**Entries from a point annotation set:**
%%

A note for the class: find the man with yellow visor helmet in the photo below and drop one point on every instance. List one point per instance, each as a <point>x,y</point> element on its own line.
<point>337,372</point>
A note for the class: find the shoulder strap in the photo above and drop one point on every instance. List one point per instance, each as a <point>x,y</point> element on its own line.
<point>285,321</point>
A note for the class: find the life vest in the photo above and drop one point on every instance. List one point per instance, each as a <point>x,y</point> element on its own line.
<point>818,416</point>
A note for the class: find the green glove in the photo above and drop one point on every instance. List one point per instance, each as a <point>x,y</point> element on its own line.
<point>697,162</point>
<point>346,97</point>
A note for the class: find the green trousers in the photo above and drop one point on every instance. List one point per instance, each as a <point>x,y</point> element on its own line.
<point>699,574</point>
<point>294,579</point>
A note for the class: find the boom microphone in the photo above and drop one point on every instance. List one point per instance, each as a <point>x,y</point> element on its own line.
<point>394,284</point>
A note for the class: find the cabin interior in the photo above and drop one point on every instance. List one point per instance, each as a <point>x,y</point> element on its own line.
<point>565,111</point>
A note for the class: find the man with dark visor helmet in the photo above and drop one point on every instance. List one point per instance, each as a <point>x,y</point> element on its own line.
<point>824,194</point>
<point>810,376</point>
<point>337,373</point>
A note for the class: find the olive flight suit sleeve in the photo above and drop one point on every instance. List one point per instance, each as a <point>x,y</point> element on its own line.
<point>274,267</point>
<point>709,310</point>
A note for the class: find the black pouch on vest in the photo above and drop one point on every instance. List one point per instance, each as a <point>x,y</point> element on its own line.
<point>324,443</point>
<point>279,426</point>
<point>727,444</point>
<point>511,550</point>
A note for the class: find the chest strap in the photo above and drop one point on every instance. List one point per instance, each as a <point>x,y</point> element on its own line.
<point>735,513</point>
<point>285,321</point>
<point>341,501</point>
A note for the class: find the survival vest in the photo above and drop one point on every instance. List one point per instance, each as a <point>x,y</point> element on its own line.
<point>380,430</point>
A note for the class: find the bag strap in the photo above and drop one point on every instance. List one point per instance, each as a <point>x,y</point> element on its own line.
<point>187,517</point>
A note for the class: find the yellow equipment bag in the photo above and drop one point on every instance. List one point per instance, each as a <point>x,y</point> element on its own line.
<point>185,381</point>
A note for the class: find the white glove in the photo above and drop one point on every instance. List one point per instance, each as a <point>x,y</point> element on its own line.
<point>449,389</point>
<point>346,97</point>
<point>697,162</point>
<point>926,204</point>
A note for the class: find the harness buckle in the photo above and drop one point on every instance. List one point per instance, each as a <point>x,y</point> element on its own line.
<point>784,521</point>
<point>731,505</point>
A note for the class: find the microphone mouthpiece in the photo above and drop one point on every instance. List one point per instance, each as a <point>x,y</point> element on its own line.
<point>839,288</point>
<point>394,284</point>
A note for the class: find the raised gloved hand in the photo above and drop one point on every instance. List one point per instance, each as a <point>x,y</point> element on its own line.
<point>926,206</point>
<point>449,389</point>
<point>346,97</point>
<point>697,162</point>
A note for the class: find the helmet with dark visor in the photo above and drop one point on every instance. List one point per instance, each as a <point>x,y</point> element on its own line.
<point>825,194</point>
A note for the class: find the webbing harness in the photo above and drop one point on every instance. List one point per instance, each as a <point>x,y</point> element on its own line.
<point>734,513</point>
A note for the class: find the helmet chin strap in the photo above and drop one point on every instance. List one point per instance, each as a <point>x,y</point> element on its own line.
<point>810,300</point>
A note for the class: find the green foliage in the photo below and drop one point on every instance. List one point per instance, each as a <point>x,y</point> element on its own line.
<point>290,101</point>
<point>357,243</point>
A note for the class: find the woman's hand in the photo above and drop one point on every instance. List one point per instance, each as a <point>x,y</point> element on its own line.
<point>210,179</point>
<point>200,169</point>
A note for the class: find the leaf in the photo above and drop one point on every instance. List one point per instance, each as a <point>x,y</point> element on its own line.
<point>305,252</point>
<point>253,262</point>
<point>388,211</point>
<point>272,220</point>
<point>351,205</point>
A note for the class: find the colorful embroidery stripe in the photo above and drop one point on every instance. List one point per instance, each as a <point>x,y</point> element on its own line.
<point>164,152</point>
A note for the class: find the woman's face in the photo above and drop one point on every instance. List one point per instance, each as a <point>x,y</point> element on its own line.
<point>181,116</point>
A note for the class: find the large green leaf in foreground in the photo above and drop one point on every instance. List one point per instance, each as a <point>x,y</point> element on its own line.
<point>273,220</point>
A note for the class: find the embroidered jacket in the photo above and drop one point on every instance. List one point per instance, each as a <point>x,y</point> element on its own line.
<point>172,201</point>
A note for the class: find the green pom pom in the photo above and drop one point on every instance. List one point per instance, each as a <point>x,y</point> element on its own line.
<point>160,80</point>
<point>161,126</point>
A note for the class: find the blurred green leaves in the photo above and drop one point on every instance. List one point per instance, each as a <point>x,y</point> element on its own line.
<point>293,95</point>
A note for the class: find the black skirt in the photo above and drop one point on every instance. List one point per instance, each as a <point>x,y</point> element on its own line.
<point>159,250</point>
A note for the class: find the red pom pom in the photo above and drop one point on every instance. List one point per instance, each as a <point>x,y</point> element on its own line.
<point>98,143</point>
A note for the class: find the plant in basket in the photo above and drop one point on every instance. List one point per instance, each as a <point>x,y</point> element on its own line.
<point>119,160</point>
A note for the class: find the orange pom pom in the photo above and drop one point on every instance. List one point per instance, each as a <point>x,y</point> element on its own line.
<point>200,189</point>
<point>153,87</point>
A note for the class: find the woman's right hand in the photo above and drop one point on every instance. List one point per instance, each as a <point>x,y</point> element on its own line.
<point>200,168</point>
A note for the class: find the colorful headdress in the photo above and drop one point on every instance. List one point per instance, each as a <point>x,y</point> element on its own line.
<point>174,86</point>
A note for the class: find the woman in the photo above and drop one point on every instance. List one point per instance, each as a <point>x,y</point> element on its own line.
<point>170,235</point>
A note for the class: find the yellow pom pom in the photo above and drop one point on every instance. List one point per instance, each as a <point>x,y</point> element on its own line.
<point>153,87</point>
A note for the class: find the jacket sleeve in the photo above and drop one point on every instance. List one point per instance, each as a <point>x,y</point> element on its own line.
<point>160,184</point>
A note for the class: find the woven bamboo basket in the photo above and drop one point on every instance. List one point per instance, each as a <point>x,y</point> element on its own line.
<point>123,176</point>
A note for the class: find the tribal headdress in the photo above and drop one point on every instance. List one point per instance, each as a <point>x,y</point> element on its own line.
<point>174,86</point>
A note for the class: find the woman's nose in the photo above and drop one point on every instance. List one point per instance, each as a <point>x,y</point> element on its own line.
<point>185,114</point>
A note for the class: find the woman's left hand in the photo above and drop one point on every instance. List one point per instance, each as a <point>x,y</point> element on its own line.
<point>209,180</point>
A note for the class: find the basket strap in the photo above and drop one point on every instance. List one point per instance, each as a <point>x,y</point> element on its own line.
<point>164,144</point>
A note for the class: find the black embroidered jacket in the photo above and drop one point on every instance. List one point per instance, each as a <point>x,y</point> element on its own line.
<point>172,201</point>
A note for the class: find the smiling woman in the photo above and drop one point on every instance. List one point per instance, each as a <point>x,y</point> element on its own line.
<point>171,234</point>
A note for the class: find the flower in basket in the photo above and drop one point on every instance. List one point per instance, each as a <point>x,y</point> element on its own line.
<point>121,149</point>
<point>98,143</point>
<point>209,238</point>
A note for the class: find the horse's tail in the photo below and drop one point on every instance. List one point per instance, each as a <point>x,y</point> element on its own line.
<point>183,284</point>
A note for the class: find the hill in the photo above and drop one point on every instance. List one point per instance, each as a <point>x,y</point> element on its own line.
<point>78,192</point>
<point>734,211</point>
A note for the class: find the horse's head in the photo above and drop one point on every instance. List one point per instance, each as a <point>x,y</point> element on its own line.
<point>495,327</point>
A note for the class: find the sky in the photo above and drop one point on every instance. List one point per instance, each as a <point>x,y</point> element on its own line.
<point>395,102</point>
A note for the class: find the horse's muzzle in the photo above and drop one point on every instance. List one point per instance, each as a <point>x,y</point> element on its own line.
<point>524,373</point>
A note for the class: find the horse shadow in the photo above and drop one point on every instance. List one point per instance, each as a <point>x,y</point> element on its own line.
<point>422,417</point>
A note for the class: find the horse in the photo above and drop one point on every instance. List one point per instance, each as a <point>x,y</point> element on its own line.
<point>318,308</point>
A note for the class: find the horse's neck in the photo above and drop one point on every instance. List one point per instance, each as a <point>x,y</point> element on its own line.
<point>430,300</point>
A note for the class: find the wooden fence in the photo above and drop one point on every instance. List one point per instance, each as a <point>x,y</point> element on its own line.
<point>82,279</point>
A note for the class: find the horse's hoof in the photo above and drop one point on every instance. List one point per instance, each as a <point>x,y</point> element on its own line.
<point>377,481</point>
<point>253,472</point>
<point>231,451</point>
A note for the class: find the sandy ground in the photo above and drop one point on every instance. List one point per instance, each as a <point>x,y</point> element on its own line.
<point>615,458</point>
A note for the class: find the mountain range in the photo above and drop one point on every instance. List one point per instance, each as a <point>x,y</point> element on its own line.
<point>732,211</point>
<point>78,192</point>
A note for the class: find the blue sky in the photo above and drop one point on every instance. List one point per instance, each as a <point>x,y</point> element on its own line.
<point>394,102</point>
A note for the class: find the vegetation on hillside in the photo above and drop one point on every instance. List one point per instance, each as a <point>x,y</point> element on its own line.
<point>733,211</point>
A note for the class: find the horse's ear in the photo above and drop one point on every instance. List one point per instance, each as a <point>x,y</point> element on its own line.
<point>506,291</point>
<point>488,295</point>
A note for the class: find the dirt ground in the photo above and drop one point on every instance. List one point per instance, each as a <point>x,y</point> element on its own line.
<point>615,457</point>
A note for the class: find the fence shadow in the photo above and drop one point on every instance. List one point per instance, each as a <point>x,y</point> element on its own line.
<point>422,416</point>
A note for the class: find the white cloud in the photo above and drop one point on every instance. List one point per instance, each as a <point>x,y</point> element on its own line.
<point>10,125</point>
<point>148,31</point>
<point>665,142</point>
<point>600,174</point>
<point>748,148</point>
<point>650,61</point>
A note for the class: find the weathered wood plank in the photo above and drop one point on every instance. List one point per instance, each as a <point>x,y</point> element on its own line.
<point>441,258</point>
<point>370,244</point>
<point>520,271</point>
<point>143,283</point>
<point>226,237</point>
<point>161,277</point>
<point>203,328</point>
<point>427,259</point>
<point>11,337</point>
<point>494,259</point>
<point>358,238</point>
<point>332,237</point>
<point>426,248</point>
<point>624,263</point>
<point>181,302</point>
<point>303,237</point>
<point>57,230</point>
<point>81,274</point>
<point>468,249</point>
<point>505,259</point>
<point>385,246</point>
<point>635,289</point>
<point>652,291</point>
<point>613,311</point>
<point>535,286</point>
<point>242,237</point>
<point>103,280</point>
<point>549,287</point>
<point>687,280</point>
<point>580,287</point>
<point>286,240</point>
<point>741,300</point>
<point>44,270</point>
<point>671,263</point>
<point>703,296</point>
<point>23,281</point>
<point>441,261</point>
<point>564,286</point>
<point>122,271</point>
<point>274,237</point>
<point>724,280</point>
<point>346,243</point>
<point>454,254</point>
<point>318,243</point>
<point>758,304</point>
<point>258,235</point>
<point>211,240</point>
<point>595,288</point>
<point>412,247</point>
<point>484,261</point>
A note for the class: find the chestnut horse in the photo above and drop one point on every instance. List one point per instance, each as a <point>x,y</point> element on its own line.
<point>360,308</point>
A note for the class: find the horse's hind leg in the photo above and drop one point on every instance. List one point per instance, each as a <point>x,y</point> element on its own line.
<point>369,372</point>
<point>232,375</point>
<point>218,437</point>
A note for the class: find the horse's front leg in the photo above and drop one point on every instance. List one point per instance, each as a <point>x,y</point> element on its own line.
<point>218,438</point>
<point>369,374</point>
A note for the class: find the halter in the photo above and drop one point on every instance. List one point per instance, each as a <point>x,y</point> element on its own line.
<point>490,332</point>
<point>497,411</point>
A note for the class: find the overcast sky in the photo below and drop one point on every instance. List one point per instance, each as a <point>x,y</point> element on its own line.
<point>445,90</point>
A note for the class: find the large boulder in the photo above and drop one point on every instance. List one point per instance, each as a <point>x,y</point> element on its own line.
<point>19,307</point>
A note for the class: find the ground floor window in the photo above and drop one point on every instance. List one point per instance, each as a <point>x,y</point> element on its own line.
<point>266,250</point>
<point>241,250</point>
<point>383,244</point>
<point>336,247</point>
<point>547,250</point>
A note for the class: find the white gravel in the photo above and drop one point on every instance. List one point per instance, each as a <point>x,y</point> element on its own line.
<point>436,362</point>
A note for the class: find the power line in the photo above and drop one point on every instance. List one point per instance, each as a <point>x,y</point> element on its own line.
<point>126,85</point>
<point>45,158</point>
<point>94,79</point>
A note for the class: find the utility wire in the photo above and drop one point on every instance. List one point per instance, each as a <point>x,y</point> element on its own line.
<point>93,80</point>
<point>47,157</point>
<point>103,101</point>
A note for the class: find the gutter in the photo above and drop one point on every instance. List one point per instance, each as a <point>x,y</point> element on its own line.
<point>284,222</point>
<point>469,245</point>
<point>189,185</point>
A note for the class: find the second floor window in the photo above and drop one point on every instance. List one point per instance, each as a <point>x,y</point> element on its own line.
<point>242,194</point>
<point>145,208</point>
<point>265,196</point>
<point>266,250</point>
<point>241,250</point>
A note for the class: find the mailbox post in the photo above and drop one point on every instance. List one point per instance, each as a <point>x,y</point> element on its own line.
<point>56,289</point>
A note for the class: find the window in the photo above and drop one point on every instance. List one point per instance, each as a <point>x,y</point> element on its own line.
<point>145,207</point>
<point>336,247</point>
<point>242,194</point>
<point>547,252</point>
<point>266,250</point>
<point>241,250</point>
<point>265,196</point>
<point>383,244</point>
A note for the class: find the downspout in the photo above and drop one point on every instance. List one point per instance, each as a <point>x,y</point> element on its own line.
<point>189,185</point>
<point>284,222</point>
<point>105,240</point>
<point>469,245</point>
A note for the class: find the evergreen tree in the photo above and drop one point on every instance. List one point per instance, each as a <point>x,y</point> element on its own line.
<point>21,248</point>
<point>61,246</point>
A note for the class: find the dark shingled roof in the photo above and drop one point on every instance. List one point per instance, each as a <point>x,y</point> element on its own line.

%%

**INSTRUCTIONS TO FOLLOW:** Copy out the lines unchanged, starting at the line with "A note for the class: find the horse's front" and ending with the line that holds "<point>436,362</point>", including both of them.

**RESPONSE FOR THIS EXERCISE:**
A note for the class: find the horse's front leg in the photo above and drop one point on every instance. List one point per instance, each as a <point>x,y</point> element on its own line.
<point>218,438</point>
<point>369,374</point>
A note for the class: find the halter in the photo above and drop one point on every instance. List one point per instance, each as a <point>x,y</point> element on its own line.
<point>490,332</point>
<point>497,411</point>
A note for the class: find the overcast sky in the photo below and drop one point on every instance. List one point per instance, each as a <point>x,y</point> element on its own line.
<point>445,90</point>
A note for the class: find the large boulder in the photo above and drop one point on every instance. List one point per instance, each as a <point>x,y</point> element on its own line.
<point>19,307</point>
A note for the class: find the ground floor window in the photo above and drop one point on every instance. List one point per instance, each as a <point>x,y</point> element on its own line.
<point>266,250</point>
<point>241,250</point>
<point>383,244</point>
<point>336,247</point>
<point>547,250</point>
A note for the class: find the white gravel in the photo above and drop one point on every instance. List one point per instance, each as a <point>x,y</point> element on its own line.
<point>436,362</point>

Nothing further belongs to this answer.